■ TASK DETAILS: Reproduce, character for character, everything in the records below from the line containing "output x=310, y=327." down through the line containing "x=440, y=195", both of those lines included, and nothing else.

■ RECORDS SHOWN:
>> Start
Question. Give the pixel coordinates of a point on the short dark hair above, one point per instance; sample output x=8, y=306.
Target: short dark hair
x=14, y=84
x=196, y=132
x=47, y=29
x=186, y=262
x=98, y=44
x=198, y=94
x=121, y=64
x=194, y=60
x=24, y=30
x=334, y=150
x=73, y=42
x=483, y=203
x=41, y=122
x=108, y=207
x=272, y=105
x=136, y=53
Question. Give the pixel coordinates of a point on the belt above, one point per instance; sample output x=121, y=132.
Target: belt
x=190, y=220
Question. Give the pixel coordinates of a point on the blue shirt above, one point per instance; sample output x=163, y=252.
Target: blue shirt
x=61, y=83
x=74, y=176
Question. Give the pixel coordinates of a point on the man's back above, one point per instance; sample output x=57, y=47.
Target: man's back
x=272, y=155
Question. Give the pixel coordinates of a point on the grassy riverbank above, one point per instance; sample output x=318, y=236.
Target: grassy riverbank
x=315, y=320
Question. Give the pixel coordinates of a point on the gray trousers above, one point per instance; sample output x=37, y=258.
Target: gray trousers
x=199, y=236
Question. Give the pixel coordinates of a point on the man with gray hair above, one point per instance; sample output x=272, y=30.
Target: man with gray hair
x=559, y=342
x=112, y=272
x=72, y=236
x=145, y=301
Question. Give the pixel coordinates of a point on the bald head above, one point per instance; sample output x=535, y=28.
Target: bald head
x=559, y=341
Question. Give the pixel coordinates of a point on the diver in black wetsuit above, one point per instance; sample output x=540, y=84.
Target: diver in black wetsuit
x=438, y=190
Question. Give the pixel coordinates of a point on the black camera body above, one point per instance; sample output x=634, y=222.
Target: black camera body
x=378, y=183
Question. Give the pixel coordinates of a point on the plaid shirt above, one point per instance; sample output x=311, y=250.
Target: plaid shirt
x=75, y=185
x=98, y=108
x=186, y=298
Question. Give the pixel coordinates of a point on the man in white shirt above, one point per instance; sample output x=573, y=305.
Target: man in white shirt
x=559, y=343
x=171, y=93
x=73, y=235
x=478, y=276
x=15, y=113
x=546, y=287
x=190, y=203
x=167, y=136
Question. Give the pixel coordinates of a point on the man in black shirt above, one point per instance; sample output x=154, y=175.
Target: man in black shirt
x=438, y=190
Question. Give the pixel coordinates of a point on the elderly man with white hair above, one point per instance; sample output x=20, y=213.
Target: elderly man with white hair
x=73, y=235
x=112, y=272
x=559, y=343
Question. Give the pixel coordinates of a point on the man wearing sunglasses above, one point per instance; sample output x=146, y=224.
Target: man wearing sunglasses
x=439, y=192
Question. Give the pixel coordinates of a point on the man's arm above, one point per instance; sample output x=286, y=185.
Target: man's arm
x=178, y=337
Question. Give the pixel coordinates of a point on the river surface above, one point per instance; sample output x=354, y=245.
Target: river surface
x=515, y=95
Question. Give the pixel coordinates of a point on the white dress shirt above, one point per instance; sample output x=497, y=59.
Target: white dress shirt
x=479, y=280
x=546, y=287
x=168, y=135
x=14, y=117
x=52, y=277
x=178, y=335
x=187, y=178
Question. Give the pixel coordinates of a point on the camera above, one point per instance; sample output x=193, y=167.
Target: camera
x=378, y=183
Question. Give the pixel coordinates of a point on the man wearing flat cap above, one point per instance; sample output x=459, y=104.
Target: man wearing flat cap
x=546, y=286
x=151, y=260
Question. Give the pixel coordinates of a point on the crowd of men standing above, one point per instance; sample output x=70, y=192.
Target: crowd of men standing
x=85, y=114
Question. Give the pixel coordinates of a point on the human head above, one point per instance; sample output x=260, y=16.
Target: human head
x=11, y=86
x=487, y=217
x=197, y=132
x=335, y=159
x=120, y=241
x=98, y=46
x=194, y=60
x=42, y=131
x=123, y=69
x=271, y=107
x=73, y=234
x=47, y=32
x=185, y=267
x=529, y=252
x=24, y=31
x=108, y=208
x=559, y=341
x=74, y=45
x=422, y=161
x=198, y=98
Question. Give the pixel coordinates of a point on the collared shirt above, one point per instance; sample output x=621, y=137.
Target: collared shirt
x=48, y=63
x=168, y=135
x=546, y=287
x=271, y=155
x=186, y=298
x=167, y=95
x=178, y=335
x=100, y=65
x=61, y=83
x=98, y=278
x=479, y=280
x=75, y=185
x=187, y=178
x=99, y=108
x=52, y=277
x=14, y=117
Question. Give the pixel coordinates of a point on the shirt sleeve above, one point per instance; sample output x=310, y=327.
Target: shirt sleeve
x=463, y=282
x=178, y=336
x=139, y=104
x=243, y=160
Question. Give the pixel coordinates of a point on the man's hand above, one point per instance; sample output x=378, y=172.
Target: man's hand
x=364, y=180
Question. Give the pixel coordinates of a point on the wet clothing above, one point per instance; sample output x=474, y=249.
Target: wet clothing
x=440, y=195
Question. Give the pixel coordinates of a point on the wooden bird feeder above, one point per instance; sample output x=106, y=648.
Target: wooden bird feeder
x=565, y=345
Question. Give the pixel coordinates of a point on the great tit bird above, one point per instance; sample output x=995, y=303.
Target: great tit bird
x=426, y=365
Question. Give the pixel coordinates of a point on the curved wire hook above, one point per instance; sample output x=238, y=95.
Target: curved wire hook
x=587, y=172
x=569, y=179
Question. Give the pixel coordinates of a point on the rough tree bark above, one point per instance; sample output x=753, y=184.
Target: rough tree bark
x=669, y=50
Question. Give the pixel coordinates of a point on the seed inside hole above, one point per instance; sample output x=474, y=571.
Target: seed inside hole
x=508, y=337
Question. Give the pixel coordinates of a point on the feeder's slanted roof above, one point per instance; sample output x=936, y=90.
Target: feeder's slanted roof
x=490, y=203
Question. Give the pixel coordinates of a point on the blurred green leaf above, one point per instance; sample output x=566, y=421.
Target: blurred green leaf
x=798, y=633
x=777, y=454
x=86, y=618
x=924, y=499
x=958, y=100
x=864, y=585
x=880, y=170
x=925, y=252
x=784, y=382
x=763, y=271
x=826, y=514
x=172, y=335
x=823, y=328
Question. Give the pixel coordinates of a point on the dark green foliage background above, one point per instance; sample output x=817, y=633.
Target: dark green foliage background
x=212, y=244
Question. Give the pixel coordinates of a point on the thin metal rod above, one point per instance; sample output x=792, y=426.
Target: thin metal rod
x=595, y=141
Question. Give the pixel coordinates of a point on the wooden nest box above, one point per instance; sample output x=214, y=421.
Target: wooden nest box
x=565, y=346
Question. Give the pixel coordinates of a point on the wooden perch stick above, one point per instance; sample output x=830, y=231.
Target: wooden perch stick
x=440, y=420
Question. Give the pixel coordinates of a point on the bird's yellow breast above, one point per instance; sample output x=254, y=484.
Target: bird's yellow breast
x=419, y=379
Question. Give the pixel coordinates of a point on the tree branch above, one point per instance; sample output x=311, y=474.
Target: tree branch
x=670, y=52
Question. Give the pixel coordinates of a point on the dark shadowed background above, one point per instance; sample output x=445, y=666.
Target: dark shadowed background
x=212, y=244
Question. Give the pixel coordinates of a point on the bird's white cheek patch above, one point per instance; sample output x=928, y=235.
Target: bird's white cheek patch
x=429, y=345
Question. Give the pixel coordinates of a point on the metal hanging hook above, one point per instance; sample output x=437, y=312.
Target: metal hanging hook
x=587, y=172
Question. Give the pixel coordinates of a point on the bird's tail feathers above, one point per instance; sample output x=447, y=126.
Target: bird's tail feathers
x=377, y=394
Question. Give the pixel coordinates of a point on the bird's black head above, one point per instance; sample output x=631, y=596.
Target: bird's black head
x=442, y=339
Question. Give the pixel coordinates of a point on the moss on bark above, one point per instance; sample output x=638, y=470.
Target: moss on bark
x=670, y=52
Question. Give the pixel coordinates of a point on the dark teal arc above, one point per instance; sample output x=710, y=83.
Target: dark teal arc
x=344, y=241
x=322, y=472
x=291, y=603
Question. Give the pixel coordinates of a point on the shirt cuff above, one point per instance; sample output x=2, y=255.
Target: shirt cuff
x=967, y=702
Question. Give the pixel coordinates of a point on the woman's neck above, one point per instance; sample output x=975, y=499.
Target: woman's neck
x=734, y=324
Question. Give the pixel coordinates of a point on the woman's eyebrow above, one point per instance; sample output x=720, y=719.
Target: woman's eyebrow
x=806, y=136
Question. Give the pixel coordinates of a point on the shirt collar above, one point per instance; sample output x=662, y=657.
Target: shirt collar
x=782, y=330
>> End
■ SOLUTION FOR THIS TASK:
Question. Give the pixel coordinates of a point on the shirt sleeve above, one point per instance; sample output x=310, y=327.
Target: shirt sleeve
x=463, y=282
x=178, y=336
x=139, y=104
x=243, y=160
Question. Give the pixel coordinates of a point on the man's hand above, one point per instance; sample output x=378, y=172.
Target: man's hand
x=364, y=180
Question. Give the pixel coordinates of a point on the wet clothing above, one point per instance; sample output x=474, y=249.
Target: wet clothing
x=440, y=195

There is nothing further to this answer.